» SET TASKS
A. In the excerpt about Jonathan Haidt's disgust research, what link was he interested in?
B. Continue the excerpt about Jonathan Haidt's disgust research from where it stops.
____ SELECTED EXCERPT
Pursuing a career in science is risky and getting an academic job is hard. After a two-year funded post-doc, I didn’t have a job for one year and I worked hard to get more publications. Jonathan Haidt was in a similar situation. He didn’t get an academic job after his first post-doc and was lucky to get a second post-doc,but he needed more publications.

He was interested in the link between feelings of disgust and moral judgments. A common way to demonstrate causality in experimental social psychology is to use an incidental manipulation of the cause (disgust) and to show that the manipulation has an effect on a measure of the effect (moral judgments).

“I was looking for carry-over effects of disgust”

In the chapter, JH tells readers about the moral dilemma when he collected data and the data analysis showed the predicted pattern, but it was not statistically significant. This means the evidence was not strong enough to be publishable. He carefully looked at the data and saw several outliers. He came up with various reasons to exclude some. Many researchers have been in the same situation, but few have told their story in a book.

I knew I was doing this post hoc, and that it was wrong to do so. But I was so confident that the effect was real, and I had defensible justifications! I made a deal with myself: I would go ahead and write up the manuscript now, without the outliers, and while it was under review I would collect more data, which would allow me to get the result cleanly, including all outliers.
________
____ STORED RECORDS
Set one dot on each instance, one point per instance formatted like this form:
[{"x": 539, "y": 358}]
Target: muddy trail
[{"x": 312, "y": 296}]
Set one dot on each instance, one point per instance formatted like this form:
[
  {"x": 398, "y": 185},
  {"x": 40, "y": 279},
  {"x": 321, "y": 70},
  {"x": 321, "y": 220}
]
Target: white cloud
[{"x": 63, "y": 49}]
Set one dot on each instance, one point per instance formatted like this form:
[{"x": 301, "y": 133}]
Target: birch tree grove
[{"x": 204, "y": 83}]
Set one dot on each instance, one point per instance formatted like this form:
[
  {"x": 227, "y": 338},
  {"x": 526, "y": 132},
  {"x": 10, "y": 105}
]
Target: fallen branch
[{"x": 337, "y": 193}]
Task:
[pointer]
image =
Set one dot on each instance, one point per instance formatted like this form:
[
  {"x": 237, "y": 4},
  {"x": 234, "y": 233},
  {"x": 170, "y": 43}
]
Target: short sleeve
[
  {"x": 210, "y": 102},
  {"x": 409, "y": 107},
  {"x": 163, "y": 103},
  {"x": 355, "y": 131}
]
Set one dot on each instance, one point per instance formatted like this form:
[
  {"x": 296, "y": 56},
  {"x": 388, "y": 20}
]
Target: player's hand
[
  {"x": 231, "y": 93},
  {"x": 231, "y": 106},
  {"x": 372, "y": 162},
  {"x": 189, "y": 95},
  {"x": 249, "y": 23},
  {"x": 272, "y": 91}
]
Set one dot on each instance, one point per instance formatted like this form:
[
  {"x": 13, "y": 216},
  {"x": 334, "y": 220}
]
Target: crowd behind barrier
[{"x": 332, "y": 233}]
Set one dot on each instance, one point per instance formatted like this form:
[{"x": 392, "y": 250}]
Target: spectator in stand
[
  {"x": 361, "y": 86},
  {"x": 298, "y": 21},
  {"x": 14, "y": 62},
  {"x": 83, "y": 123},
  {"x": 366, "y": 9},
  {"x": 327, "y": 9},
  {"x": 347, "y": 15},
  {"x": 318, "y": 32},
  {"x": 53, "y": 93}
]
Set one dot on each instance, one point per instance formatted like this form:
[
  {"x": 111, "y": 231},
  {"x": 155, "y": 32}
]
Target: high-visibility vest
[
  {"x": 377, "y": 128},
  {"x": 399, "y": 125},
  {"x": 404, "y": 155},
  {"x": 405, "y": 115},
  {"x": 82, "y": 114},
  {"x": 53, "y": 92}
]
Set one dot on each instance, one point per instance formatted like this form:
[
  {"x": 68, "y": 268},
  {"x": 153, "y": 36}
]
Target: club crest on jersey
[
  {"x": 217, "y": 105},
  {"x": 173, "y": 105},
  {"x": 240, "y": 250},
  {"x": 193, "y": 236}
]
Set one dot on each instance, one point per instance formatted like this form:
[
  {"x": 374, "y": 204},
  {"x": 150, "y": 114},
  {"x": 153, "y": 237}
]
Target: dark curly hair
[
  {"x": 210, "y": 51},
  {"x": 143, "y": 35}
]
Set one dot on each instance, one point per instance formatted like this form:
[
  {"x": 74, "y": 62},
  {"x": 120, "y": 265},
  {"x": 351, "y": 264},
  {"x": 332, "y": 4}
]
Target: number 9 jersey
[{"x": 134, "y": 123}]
________
» ANSWERS PER TASK
A. The link between feelings of disgust and moral judgments.

B.
This account contradicts various assertions by psychological scientists that they did not know better or that questionable research practices just happen without intent. JH story is much more plausible. He needed publications to get a job. He had a promising dataset and all he was doing was eliminating a few outliers to bet an arbitrary criterion of statistical significance. So what, if the p-value was .11 with the three cases included. The difference between p = .04 and p = .11 is not statistically significant. Plus, he was not going to rely on these results. He would collect more data. Surely, there was a good reason to bend the rules slightly or as Sternberg (2015) calls it going a couple of miles over the speed limit. Everybody does it. JH realized that his behavior was unethical, it just was not significantly unethical (Sternberg, 2015).

Decide That the Ethical Dimension Is Significant. If one observes a driver going one mile per hour over the speed limit on a highway, one is unlikely to become perturbed about the unethical behavior of the driver, especially if the driver is oneself.” (Sternberg, 2015).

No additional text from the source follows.